Point localization data
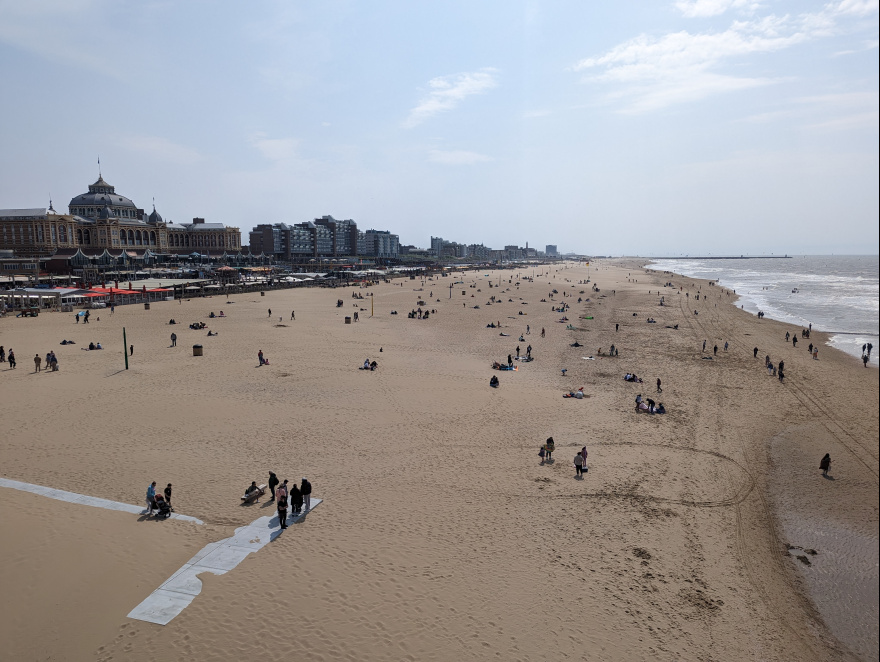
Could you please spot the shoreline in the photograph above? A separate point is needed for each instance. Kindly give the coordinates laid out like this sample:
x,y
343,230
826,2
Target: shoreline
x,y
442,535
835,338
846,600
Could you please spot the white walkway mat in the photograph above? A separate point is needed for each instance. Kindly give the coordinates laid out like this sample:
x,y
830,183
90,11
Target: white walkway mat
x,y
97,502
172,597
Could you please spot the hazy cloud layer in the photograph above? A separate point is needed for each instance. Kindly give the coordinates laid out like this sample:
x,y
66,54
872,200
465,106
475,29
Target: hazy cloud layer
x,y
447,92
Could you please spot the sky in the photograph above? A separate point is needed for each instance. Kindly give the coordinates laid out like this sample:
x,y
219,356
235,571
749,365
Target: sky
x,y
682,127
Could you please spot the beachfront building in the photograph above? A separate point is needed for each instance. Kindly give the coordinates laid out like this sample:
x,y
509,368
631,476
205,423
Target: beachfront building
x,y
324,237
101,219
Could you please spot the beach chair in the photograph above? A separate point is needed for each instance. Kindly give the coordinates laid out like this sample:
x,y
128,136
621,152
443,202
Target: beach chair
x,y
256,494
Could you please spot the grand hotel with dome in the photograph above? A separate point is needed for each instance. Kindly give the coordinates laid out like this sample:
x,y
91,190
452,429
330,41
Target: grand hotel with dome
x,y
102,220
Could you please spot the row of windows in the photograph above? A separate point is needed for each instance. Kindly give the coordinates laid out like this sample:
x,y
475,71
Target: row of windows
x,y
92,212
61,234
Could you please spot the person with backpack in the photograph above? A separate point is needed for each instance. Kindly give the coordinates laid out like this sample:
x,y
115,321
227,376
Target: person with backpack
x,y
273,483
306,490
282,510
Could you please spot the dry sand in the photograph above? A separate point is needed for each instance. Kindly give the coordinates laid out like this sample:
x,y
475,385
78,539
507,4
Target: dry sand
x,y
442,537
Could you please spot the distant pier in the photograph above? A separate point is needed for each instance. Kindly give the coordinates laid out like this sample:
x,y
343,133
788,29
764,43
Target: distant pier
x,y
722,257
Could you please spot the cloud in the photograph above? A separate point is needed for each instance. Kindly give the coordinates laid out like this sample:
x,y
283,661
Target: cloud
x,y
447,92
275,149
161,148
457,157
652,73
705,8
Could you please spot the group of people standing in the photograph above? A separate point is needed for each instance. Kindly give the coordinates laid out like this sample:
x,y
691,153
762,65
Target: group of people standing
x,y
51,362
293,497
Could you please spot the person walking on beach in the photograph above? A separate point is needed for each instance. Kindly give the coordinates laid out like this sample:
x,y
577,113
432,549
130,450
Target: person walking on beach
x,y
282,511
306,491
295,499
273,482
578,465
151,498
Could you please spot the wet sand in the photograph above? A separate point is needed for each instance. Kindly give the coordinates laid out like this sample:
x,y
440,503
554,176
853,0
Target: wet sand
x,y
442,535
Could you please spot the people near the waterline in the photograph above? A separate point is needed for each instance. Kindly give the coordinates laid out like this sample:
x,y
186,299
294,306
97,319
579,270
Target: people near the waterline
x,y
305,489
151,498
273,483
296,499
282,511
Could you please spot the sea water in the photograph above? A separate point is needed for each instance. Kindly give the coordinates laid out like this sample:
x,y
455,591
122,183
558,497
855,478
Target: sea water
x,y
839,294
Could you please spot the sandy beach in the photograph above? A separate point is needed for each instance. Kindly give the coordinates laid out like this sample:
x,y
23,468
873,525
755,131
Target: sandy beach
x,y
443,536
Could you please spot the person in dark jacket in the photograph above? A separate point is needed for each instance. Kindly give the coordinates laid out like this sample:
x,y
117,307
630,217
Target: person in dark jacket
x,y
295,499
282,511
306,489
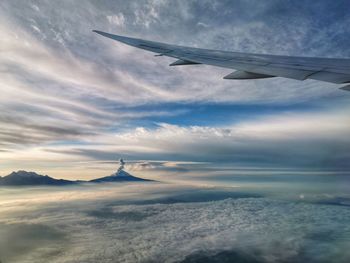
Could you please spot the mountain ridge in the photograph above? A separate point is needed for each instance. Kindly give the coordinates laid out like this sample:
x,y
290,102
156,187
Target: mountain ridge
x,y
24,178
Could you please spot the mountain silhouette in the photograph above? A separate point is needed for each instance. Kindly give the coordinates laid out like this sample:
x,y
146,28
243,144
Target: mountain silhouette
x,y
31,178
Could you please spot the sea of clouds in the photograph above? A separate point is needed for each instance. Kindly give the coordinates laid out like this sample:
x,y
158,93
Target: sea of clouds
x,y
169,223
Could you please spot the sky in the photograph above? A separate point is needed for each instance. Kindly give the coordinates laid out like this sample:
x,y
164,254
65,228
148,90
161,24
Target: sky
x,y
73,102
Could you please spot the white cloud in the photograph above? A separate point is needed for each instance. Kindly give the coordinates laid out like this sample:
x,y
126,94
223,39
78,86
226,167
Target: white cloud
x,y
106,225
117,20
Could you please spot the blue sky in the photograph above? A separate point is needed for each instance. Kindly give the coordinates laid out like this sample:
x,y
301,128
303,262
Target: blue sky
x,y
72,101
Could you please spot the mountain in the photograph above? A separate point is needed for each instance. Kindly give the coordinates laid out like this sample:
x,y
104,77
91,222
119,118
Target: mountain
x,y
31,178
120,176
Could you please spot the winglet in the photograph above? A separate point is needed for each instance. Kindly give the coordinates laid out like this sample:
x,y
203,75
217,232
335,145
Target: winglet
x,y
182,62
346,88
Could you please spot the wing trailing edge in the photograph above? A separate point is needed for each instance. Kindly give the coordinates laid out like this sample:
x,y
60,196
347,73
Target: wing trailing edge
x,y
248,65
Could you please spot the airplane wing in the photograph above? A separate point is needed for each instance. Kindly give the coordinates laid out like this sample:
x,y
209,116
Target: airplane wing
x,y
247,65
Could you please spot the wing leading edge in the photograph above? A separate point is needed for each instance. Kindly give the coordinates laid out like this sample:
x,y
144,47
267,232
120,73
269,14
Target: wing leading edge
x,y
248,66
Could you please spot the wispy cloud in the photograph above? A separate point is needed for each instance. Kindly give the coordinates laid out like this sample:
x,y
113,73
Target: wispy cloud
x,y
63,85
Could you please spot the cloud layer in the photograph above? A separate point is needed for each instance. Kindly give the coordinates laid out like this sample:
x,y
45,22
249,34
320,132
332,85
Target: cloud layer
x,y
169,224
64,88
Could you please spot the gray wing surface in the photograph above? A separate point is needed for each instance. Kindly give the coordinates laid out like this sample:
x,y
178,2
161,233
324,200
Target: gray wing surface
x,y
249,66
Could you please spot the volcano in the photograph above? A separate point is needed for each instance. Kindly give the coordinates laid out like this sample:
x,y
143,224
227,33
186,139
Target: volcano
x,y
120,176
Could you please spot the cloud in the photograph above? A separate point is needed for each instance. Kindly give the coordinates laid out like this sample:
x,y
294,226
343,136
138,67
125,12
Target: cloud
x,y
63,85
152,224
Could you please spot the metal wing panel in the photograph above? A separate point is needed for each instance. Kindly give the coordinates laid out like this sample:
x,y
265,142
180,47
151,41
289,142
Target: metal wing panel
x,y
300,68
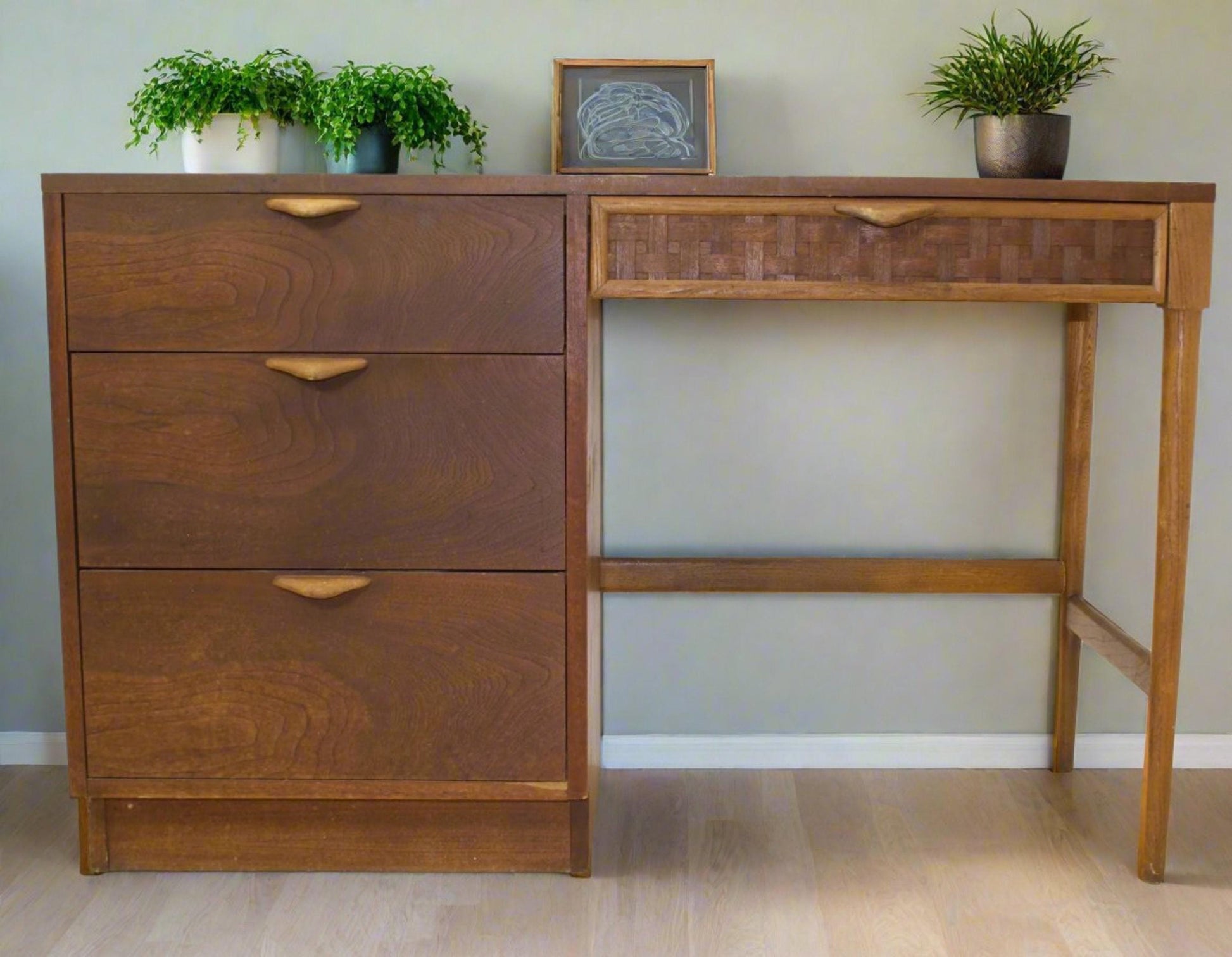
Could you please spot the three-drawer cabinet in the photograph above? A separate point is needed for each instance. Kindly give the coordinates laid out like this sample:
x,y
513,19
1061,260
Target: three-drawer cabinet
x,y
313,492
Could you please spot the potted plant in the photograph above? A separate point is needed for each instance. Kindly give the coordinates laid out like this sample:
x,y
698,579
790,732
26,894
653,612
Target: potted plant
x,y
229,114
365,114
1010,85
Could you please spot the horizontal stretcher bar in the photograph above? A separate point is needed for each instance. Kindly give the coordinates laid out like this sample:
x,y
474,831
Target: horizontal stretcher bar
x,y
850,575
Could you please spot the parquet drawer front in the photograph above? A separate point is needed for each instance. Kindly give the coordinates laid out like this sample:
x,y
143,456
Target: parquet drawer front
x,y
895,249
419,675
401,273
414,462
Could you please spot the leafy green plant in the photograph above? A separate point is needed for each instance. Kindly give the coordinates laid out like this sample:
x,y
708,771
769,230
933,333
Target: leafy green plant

* What to produce: Where the data contains images, drop them and print the rest exactly.

* Response to this exercise:
Could you please spot the shoreline in the photograph above? A separate point is needed for each instance. Kindly give the coordinates laid out like this sample:
x,y
343,230
826,2
Target: shoreline
x,y
442,535
835,338
846,600
Could you please spot the white walkway mat in the photograph above? A separate point is needed for each instance. Kindly give the coordinates laid out like this sample:
x,y
830,183
90,11
Target: white walkway mat
x,y
97,502
172,597
Could you please spot the hazy cloud layer in the photograph above? A separate point is needed for each instance. Kindly give the coordinates laid out like this sample:
x,y
66,54
872,200
465,106
475,29
Target: hazy cloud layer
x,y
447,92
Could you please spot the sky in the photograph above? A separate point is needed for each instance. Kindly give the coordinates laid out like this sample:
x,y
219,356
235,571
749,365
Target: sky
x,y
682,127
Could you please spot the beachfront building in the photograph above? A separate point is needed for each instance. Kindly give the coordinates laid out like this sample:
x,y
509,368
631,476
205,423
Target: beachfront building
x,y
324,237
101,219
Could you please spot the beach chair in the photograph above? A separate point is needed for each instance. Kindly give the coordinates laid out like this sample:
x,y
128,136
621,152
443,202
Target: beach chair
x,y
256,494
Could you please spot the grand hotel with dome in the photograph above? A separate point is needed for each instance. Kindly give the coordinates laid out like this sample:
x,y
91,190
452,429
330,41
Target: grand hotel with dome
x,y
102,220
Could you please spot the row of windows in the photograph above? A separate point is needed for each instance. Kindly give the coordinates laid out like this sample:
x,y
475,71
Target: row of windows
x,y
92,212
61,234
Could you please spot the person with backpack in the photograph above? A separate point is needed for each instance. Kindly give the coordinates laid out like this sample:
x,y
115,321
227,376
Target: person with backpack
x,y
273,483
306,490
282,510
Could you please spot the dry sand in the photograph above? A separate point is needed for each instance. Kindly give the coordinates laid out like this sample:
x,y
475,385
78,539
507,4
Target: dry sand
x,y
442,537
Could you please spot the distant pier in the photograph above? A separate point is needed for each instance. Kindly give the coordinates laid out like this sample:
x,y
343,133
788,29
764,43
Target: distant pier
x,y
722,257
Could you please spot the cloud in the photograph above? A separate point is needed for each instance. Kindly give the coordinates laid out like this sample:
x,y
283,661
Target: cloud
x,y
447,92
275,149
161,148
457,157
652,73
705,8
Could you please spot the group of people standing in the photograph above? A separate point is needed for each instance. Kindly give the coordinates laid out like this sample:
x,y
691,153
762,65
Target: group of people standing
x,y
51,362
293,497
Could you please spot the person walking on beach in the photograph above? A separate point is needed for each instance. Kindly give the coordinates laid out like this sample:
x,y
577,113
432,549
130,450
Target: person walking on beach
x,y
282,511
306,491
295,499
273,482
578,465
151,498
Could you please spot the wet sand in the photograph above? A separate point is needed for each instance. Kindly give the coordinates laid out like this sample:
x,y
440,503
554,176
853,0
Target: wet sand
x,y
442,535
Could you please spot the people near the waterline in the photograph above? A separate point is needed for each instance. Kindly give the coordinates laid out like this sample:
x,y
186,299
294,306
97,319
579,270
Target: people near the waterline
x,y
305,489
151,498
273,483
296,499
282,511
Could you please spot the sea water in the photograph above? A separate point is needed for each instance. Kindly give the coordinates laid out like this sample:
x,y
455,591
122,183
558,497
855,478
Target: sea water
x,y
839,294
Could you please spot the sandy beach in the photograph above? A separate point is needed for each instance. Kindly give the coordinates laid out like this sample:
x,y
23,468
873,525
755,131
Target: sandy beach
x,y
443,536
Could you please spot the person in dark jacket in the photograph above? A separate point is needed for each instance. Kindly give the coordinates laid out like this sample:
x,y
117,307
630,217
Target: person in dark jacket
x,y
295,499
282,511
306,489
Could you please spot the mountain ridge in the photograph above? A separate point is needed for each instance. Kindly give the coordinates laid out like this sample:
x,y
290,102
156,187
Target: mountain ridge
x,y
24,178
Could you please spot the mountain silhouette in the photograph above? A separate point is needed for each instance. Kindly give the coordinates laid out like this sample:
x,y
146,28
243,144
Target: mountain silhouette
x,y
31,178
Could you please spot the sea of clouds in the photograph above? A separate point is needed for each instance. Kindly give the coordinates laid out like this sample:
x,y
158,93
Target: sea of clouds
x,y
169,223
Could you please spot the sky in the photograph above? A separate point is needed for each instance. Kindly give the coordinates laid out like this sample:
x,y
164,254
65,228
148,90
161,24
Target: sky
x,y
73,102
Could you please spot the white cloud in the photograph above? A separate point is needed for each instance. Kindly give the coordinates laid out like this sample:
x,y
126,94
223,39
78,86
226,167
Target: white cloud
x,y
106,225
117,20
Could you please spot the blue sky in the photograph above? A separate point is needed for each instance. Kindly give the coordinates laid out like this sample:
x,y
301,128
303,262
Target: blue sky
x,y
72,101
Could you please spot the mountain in the photograph above? A separate point is needed for each instance. Kindly give the coordinates laid out like this sample:
x,y
104,77
91,222
119,118
Target: mountain
x,y
31,178
120,176
Could you please spot the winglet in the photograph above? A separate point is needed for each instance. Kindly give the coordinates laid out like this sample:
x,y
203,75
217,232
335,145
Target: winglet
x,y
182,62
346,88
Could you please spot the wing trailing edge in the photograph above? A separate point is needed for each instance. Kindly give the coordinates laid out like this sample:
x,y
60,196
347,73
Target: wing trailing edge
x,y
248,65
Could you please spot the airplane wing in the photograph above? A separate point is needed for each instance. Kindly give the coordinates laid out like this sample:
x,y
209,116
Target: airplane wing
x,y
247,65
Could you please spot the wing leading edge in the photograph above? A separate point is needed for each instance. Kindly give the coordinates laid out like this sample:
x,y
144,47
267,232
120,73
269,14
Target: wing leading edge
x,y
248,66
Could you please spot the wispy cloud in the photograph above? A separate point is needed for each instance. Kindly give the coordinates laid out like this sample:
x,y
113,73
Target: wispy cloud
x,y
63,85
Could you please spot the cloud layer in the photograph above? A separate point is needed for each instance. Kindly give the coordinates laid out like this sample:
x,y
45,22
249,34
320,132
332,85
Target: cloud layer
x,y
169,224
64,88
Could you please spot the gray wing surface in the photograph above? A separate point is needed for each instance. Kindly give the coordinates laid out like this sample:
x,y
178,2
161,233
324,200
Target: gray wing surface
x,y
249,66
Could you please spot the volcano in the photograph above? A separate point is needed for each instance. Kindly give the coordinates laid out like this sample:
x,y
143,224
227,33
186,139
Target: volcano
x,y
120,176
Could you please spot the cloud in the photograph above? A separate point is needed for each instance. Kindly give the coordinates laid out like this sample:
x,y
294,226
343,136
138,67
125,12
Target: cloud
x,y
63,85
152,224
Could you please spot the metal wing panel in the photograph above? A separate point is needed for each instance. Kindly give the coordinates laid out like this sample:
x,y
265,142
180,47
151,41
289,142
Target: metal wing panel
x,y
300,68
Could you please spot the three-drawer cabinet in the photograph above? A separate point is needed for each instance. Kindly give the coordinates laid out like this sample:
x,y
513,19
1061,260
Target: three-drawer cabinet
x,y
313,492
Could you please spot the potted plant in the photograph above? A separate point is needed for each instance. Kindly give the coordinates laid out like this sample:
x,y
698,579
790,732
26,894
653,612
Target: potted plant
x,y
229,114
365,114
1010,85
Could you please spot the horizontal stretcher bar in the photograph above? A separate point is needed for each instance. Kindly give the coordinates laid out like this sample:
x,y
474,831
Target: horizontal stretcher bar
x,y
850,575
Could you please spot the parquet drawer front in the photograph above? A separate point is needed for each instance. Kindly give the coordinates laid out like this sample:
x,y
143,456
Target: parquet drawer front
x,y
895,249
419,675
401,273
414,462
Could you please spot the leafy green plant in the photograph above? A separate point is needed for each instance. Kindly give the coordinates laid out like this sample:
x,y
708,771
769,230
933,333
Target: leafy green plant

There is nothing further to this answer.